* **YOUR OBJECTIVE**
How many lines below hold "dark"? Answer with only the number.

##### PROVIDED RECORDS #####

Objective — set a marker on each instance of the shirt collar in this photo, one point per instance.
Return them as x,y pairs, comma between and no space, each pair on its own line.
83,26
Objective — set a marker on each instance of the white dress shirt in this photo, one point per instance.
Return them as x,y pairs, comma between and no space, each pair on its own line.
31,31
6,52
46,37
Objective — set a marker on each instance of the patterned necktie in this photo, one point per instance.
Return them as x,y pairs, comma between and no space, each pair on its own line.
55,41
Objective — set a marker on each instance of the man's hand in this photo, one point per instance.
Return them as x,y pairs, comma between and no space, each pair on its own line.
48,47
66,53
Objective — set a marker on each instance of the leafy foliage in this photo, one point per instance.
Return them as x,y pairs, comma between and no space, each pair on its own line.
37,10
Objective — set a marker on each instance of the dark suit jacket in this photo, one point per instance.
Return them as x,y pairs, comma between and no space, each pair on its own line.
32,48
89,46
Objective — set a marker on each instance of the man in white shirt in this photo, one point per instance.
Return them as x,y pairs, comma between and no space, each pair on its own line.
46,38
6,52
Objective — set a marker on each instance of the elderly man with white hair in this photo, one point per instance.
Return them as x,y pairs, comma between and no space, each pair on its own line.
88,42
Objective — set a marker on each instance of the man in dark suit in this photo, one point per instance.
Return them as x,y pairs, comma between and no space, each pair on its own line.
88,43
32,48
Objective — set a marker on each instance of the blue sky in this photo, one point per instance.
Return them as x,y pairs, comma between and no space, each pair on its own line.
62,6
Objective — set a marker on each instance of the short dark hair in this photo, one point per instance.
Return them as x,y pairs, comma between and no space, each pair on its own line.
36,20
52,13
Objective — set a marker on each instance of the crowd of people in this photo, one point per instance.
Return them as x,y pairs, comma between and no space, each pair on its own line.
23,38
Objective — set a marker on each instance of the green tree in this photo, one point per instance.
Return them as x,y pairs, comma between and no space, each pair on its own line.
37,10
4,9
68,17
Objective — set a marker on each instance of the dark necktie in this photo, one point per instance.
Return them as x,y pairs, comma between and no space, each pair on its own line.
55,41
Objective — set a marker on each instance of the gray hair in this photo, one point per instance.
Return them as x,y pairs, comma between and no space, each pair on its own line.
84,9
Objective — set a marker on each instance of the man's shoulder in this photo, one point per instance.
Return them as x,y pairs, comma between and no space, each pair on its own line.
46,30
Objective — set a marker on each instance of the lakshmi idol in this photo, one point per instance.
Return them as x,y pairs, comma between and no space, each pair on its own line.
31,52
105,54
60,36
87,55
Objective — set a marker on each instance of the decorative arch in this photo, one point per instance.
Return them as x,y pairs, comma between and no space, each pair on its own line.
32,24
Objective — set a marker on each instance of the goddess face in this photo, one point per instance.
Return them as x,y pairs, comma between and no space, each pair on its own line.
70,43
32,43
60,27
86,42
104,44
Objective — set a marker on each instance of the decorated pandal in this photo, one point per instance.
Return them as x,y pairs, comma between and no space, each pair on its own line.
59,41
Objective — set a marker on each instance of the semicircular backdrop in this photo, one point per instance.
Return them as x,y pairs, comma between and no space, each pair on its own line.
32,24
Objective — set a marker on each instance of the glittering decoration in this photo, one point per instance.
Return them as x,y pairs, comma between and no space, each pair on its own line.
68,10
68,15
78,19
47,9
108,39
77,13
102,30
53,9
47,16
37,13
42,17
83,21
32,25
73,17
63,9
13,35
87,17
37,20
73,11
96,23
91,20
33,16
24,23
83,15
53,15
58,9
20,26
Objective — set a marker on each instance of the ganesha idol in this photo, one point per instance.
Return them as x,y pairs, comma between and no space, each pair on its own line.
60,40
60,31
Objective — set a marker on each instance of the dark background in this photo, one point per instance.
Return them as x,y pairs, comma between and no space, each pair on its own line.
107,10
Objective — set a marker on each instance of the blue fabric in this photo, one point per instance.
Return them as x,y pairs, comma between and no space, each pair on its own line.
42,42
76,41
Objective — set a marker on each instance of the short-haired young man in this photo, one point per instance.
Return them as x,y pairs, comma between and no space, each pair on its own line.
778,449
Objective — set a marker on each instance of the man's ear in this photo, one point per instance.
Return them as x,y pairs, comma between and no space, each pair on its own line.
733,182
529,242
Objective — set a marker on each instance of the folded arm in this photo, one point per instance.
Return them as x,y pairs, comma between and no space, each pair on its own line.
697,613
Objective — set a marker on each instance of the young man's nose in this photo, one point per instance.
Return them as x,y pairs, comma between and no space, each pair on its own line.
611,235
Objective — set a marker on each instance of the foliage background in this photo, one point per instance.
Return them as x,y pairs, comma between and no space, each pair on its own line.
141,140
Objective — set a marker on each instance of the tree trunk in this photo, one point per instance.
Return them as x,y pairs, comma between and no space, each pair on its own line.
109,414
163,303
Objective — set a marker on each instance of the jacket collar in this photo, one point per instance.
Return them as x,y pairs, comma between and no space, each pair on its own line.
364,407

#####

* **ANSWER TO THIS TASK**
5